* [ACTIVITY]
Leave out the images and set down the records below exactly.

Image-grounded pointing data:
=======
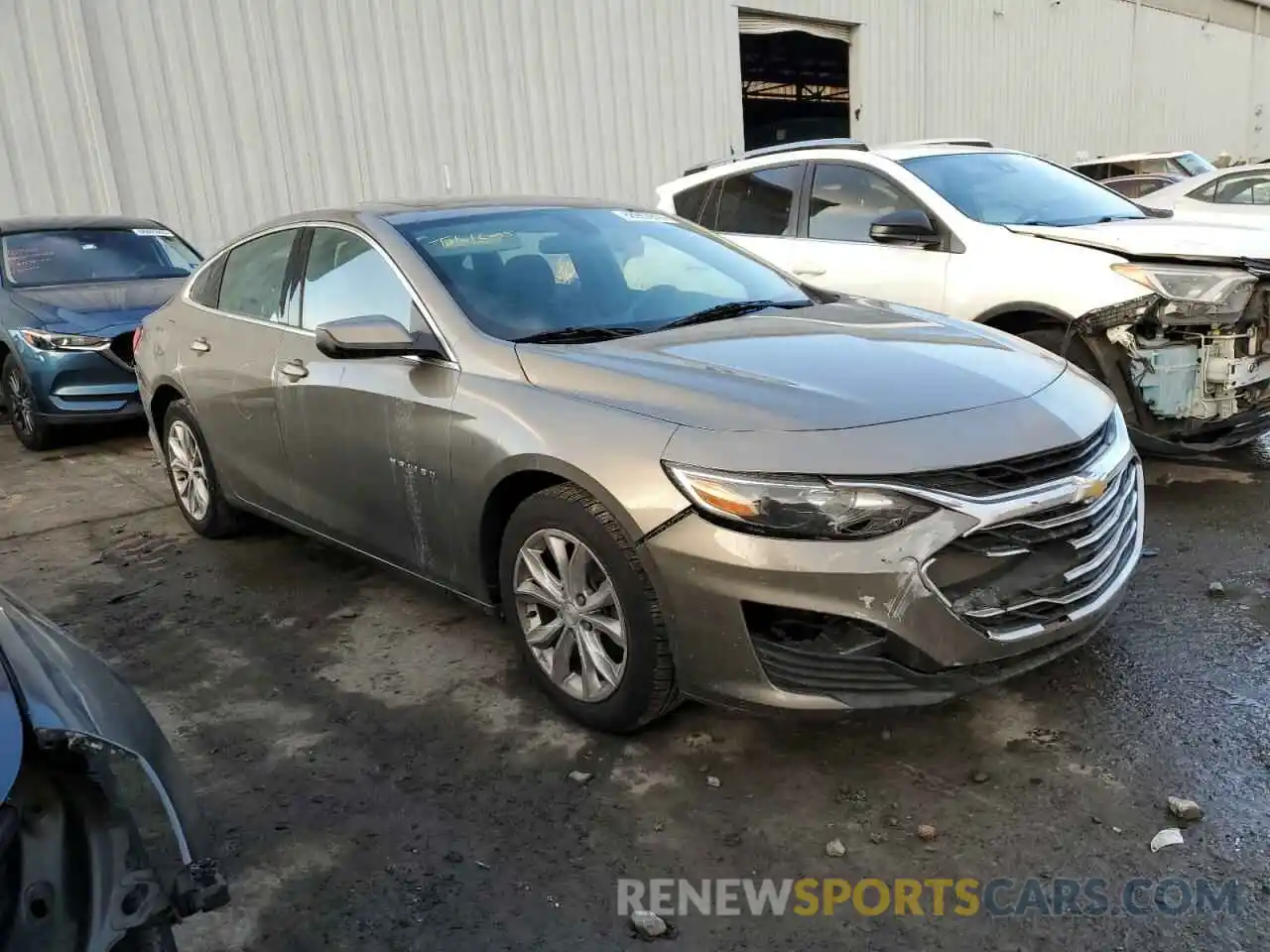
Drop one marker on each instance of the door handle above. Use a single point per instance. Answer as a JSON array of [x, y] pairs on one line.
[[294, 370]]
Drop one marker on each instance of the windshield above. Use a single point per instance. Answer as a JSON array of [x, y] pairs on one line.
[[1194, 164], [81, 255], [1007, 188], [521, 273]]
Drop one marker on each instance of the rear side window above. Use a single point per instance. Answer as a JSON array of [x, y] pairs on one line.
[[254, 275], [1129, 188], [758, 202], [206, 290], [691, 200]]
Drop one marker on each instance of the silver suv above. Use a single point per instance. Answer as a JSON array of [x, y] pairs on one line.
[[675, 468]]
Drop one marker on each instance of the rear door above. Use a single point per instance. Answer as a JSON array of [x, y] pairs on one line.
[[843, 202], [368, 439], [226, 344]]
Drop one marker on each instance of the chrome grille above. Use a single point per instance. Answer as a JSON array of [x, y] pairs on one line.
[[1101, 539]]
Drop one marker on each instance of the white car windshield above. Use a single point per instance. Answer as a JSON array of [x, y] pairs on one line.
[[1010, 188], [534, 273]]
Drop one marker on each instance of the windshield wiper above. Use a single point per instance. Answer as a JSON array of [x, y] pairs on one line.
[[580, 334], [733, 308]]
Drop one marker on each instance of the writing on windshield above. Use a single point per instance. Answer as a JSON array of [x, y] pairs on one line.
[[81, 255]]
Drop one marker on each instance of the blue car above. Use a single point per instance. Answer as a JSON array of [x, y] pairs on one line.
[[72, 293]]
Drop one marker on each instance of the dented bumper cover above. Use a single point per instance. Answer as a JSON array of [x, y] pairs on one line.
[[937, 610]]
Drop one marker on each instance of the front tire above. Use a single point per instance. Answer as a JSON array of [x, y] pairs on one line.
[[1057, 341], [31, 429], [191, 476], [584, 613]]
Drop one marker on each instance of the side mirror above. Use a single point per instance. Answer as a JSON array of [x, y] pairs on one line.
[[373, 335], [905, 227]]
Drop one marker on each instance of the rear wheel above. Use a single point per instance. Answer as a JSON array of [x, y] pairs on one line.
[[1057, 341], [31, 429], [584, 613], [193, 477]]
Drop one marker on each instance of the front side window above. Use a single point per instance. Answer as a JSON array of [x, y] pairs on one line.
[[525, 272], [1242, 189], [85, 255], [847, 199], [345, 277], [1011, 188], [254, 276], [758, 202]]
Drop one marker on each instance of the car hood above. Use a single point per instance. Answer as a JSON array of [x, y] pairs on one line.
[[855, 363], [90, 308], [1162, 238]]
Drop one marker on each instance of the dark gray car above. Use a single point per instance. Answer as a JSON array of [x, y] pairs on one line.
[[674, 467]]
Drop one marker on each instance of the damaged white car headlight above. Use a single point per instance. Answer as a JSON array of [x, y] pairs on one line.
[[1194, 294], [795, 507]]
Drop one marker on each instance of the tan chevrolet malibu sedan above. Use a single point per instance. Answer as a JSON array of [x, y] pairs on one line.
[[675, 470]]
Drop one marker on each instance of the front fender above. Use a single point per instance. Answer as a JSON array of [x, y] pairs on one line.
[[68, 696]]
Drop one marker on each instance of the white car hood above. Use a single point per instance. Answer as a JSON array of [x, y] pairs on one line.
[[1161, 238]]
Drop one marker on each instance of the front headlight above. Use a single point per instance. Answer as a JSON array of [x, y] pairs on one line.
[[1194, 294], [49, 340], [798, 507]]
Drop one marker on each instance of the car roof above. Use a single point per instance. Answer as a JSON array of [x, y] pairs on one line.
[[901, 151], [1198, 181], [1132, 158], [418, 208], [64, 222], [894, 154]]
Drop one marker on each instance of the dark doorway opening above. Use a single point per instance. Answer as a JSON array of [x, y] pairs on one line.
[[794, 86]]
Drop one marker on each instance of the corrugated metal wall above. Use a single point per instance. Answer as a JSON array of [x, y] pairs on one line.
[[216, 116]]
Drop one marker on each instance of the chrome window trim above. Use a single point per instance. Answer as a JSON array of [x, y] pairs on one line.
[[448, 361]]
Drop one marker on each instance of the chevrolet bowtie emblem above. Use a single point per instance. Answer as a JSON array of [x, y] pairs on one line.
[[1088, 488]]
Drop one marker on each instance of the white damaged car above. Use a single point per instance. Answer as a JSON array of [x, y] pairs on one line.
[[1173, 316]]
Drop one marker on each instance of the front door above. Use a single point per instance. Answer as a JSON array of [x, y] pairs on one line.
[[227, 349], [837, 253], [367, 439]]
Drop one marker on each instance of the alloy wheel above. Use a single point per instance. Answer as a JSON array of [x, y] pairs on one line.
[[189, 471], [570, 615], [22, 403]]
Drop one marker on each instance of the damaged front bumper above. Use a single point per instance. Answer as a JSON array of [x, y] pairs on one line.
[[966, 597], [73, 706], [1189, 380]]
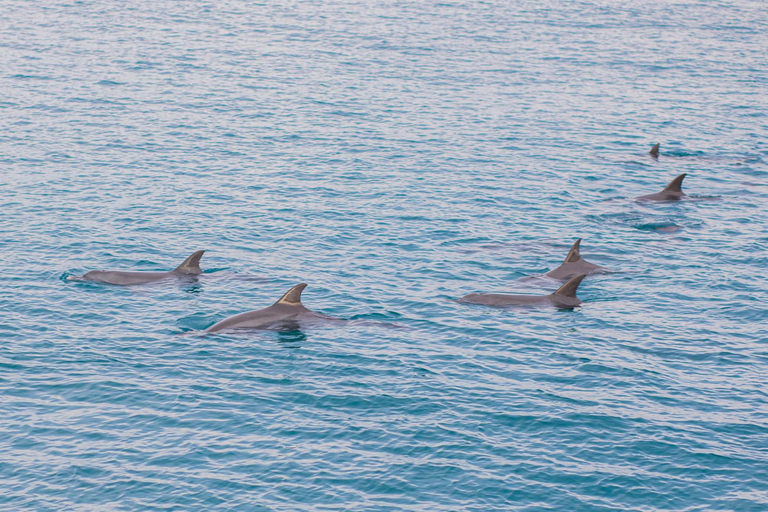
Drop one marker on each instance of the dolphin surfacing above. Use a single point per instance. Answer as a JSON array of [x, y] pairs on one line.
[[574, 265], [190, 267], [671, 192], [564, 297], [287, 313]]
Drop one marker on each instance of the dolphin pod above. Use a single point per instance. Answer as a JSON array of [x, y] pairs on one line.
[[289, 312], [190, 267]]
=======
* [TASK RESULT]
Drop one marker on each instance of the door handle above. Use a single point per instance. Answer as a JSON array of [x, y] pairs on one line.
[[294, 370]]
Drop one marker on each instance of the windshield above. Use a single point per instance. Answer as a JSON array of [x, y] pairs on one line.
[[1194, 164], [81, 255], [1007, 188], [521, 273]]
Drop one marker on each instance of the rear side window above. Use a single point per instance. Answer as a JSON array of [x, y] pairs on one line.
[[254, 275], [1129, 188], [758, 202], [206, 290], [691, 200]]
Drop one marker on each instance of the silver suv above. Use a single point per instance. Answer as a JSON array of [x, y] pairs on one line.
[[675, 468]]
Drop one marker on each instance of the rear door above. Use a single point per instance. Answer as a JSON array of [x, y] pairs on one line.
[[843, 202], [368, 439], [226, 344]]
Drop one marker on each instance of the chrome grille above. Use a single point per instance. Answer as a JSON array of [x, y] pairs on one line.
[[1101, 539]]
Drop one marker on each instance of the white car windshield above. Use a single point per instance. Answer as a JSON array of [x, y] pairs on one line.
[[1010, 188], [534, 273]]
Drop one marker on each instance of the windshield wiper above. Use a single point per instance. Answer as a JSON array of [x, y] pairs on one line.
[[580, 334], [733, 308]]
Drop one marker on each instance of the writing on windshield above. Use a single point per instance. Answer as a JSON array of [x, y] pairs on one line.
[[81, 255]]
Drop one marker on each instance of the blue car above. Use a single point per instance. Answer as a JSON array of [x, y] pairs on one line.
[[72, 293]]
Drop one marker on each instance of the dented bumper cover above. Use a single point per instance. Answer as a JSON array of [x, y] pairs on one line.
[[937, 610]]
Drop one marker on each instance of the front tire above. Use a single point per instance. Answer as a JSON array of [x, y] pairs on one line.
[[1057, 341], [31, 429], [191, 476], [584, 613]]
Drop one marker on each instance of the side mirror above. Use a single point per instance. Answer as a JSON array of [x, y] pairs on one line.
[[373, 335], [905, 227]]
Drop one marker on each instance of the rear wheel above. Use a single point per instance. Answer as a JSON array of [x, y] pairs on one line.
[[1057, 341], [31, 429], [584, 613], [193, 477]]
Drop one marker on each instance of the front side window above. Use a single point per instance. Answer as a JSON array of [x, y] pairs on one line.
[[525, 272], [1242, 189], [85, 255], [847, 199], [345, 277], [1011, 188], [254, 276], [758, 202]]
Drop one marker on each instance of the car hood above. Use a single point per instance. Answer as a JSON array of [x, y] pairs on one line.
[[855, 363], [90, 308], [1162, 238]]
Drop one marker on each instance of the dark gray car above. Use a single point per instance. Answer as a JSON array of [x, y] pairs on one line.
[[674, 467]]
Drop one marker on each instance of the damaged white car headlight above. Use a single point per instance. Answer as a JSON array of [x, y] pairs on one line.
[[1194, 294], [795, 507]]
Drop one marker on each instance of the tan chevrolet malibu sedan above. Use a single point per instance. Answer as a JSON array of [x, y] pairs on one line.
[[675, 470]]
Drop one marker on each instance of the front fender above. Use a single point per instance. Answer as a JSON array of [x, y] pairs on one line.
[[68, 696]]
Drop one marker on each instance of the white car hood above. Use a single point per instance. Answer as a JSON array of [x, y] pairs on one line.
[[1161, 238]]
Drop one marker on each instance of the front headlight above. Use a single point per instance. Answer as a JSON array of [x, y] pairs on one line.
[[1194, 294], [49, 340], [798, 507]]
Drop one marker on each instance of the car roof above. Use a single point per instance. Answer as a JSON array of [x, y] pairs on one line.
[[901, 151], [1198, 181], [1132, 158], [418, 208], [64, 222], [894, 154]]
Drop one marker on each instance of the dark doorway opening above. Use a single point per instance. Answer as a JSON array of [x, y] pairs on one line.
[[794, 86]]
Drop one marker on each instance of the corrugated metal wall above. Use a single point per instance. Answer as a JSON array of [x, y] pairs on one line.
[[216, 116]]
Drop one marker on each instance of the chrome window trim above. Use a single point per instance. Answer as a JSON array of [x, y] pairs on one line.
[[448, 361]]
Drop one marker on each instance of the chevrolet bowtie emblem above. Use a single point per instance. Answer as a JSON array of [x, y] pairs on one line.
[[1088, 488]]
Drop one marker on each instance of the white damaged car above. Use a single point per instance. Answer as a JSON array of [x, y] pairs on one line.
[[1173, 316]]
Drop one marker on each instance of the front door above. Use a single point per instance. Answer as a JSON array of [x, y] pairs on one line.
[[227, 349], [837, 253], [367, 439]]
Drop one marker on each instance of the alloy wheel above. Use a single point per instance. Answer as a JSON array of [x, y] pairs on one line.
[[189, 471], [570, 615], [22, 403]]
Drop one marker on each instance of the damaged front bumper above. Use a single point per instance. Answer as a JSON array of [x, y] pairs on one line.
[[966, 597], [73, 706], [1189, 380]]
Drop one marker on each instance of the dolphin surfacing above. Use a single point per instance. Answer as a JSON array of [x, y] pairs on one line.
[[574, 265], [190, 267], [671, 192], [564, 297], [287, 313]]
Drop one marker on each instance of the dolphin pod above. Use a single point per instance. Answer as a JSON array of [x, y] pairs on one line.
[[289, 312], [190, 267]]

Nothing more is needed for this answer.